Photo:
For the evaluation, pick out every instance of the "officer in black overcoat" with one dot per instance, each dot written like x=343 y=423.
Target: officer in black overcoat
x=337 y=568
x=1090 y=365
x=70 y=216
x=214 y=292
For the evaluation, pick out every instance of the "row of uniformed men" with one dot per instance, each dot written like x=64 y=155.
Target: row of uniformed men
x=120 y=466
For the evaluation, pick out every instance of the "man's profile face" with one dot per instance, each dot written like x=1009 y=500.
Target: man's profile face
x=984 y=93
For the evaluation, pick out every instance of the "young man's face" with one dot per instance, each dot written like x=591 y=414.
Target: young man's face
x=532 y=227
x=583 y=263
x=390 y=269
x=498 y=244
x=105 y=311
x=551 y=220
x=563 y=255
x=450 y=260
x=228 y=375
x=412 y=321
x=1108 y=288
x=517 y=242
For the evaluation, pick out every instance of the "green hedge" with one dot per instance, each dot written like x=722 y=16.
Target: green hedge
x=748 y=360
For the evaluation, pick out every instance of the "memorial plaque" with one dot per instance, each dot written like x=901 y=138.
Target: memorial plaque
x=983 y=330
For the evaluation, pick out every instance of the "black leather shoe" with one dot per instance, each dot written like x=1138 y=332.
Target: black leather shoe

--

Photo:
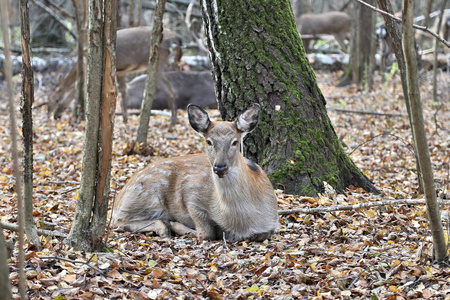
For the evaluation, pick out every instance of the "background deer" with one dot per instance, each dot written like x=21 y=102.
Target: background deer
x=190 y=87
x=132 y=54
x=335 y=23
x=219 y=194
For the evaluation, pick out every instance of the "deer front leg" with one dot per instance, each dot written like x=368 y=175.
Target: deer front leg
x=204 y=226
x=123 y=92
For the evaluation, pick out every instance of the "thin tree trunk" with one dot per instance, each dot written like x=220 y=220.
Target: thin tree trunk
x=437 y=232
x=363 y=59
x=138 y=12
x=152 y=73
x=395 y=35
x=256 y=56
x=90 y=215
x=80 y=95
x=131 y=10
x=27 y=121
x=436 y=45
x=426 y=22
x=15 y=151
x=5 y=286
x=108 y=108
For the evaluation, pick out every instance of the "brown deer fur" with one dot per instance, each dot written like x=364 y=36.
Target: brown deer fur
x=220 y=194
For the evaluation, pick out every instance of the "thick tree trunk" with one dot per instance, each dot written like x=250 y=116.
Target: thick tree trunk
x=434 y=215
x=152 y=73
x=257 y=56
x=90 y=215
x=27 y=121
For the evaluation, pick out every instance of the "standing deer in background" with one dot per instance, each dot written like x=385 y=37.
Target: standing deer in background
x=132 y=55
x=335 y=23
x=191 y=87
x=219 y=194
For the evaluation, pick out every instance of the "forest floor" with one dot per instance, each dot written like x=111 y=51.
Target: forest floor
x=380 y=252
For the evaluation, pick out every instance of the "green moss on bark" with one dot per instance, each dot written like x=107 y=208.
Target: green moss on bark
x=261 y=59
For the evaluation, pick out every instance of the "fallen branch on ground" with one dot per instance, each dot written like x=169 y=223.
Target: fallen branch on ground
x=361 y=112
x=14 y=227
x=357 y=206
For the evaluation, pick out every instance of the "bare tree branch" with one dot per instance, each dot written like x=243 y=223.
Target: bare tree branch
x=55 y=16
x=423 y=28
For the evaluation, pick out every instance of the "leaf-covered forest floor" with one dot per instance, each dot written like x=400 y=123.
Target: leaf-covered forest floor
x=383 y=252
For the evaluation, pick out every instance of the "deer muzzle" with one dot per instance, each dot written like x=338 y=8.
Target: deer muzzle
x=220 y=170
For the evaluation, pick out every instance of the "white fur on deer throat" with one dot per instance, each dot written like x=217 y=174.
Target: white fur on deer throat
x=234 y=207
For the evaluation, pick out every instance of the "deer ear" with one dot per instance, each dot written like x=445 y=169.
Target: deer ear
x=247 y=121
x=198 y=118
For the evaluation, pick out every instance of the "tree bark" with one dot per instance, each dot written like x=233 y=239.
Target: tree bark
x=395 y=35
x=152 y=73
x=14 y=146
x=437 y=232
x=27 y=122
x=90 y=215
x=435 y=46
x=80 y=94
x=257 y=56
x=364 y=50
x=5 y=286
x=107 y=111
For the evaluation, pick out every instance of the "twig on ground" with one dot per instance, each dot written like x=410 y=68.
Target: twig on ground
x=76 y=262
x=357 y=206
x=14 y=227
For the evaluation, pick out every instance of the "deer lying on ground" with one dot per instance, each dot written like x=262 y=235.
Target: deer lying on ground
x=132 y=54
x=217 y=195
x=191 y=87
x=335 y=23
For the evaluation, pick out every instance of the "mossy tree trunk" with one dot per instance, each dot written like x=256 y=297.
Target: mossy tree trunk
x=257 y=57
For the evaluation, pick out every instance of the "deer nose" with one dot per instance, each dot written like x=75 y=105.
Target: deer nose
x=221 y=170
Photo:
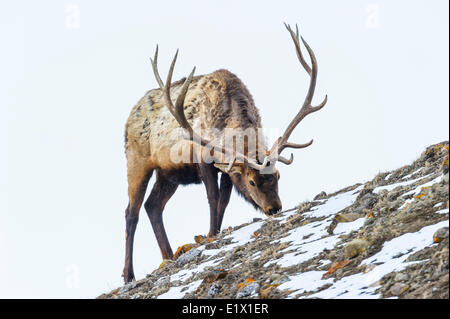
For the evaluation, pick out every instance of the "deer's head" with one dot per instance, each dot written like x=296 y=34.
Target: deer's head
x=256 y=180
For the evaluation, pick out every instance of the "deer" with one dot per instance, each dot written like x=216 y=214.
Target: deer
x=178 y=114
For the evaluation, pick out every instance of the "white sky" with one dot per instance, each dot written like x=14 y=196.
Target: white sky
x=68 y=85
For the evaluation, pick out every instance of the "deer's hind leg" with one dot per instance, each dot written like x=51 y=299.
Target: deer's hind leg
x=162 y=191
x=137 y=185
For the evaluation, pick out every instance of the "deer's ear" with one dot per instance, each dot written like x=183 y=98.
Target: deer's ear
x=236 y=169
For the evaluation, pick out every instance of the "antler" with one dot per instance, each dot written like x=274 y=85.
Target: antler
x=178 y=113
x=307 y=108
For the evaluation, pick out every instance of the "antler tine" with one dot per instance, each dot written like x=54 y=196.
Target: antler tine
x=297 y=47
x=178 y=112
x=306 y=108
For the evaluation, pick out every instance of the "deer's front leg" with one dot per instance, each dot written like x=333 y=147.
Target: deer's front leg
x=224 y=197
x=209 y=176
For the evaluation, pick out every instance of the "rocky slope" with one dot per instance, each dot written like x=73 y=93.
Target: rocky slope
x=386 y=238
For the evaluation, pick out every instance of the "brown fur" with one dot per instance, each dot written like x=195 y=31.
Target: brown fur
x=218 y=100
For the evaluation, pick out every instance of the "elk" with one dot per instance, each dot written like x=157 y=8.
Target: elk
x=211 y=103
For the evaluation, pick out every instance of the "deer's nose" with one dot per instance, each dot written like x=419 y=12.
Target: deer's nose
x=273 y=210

■ **Work to complete**
Convert the listing, from the line containing "like x=54 y=196." to the line containing "x=386 y=238" (both included), into a Markdown table with columns Row and Line. Number each row and leave out blank lines.

■ **Answer**
| Row | Line |
|---|---|
| 1 | For the evaluation, pick out every instance of the "antler tine" with one dot per instance, each dot written like x=54 y=196. |
| 2 | Target: antler tine |
| 3 | x=297 y=47 |
| 4 | x=178 y=112 |
| 5 | x=306 y=108 |
| 6 | For the evaluation, pick out every instance of the "deer's front leg" with one dot per instance, each dot written like x=333 y=147. |
| 7 | Target: deer's front leg |
| 8 | x=224 y=197 |
| 9 | x=209 y=176 |
| 10 | For the evaluation, pick out every instance of the "rocky slope" with one dot per instance, each dot written like x=73 y=93. |
| 11 | Target: rocky slope |
| 12 | x=386 y=238 |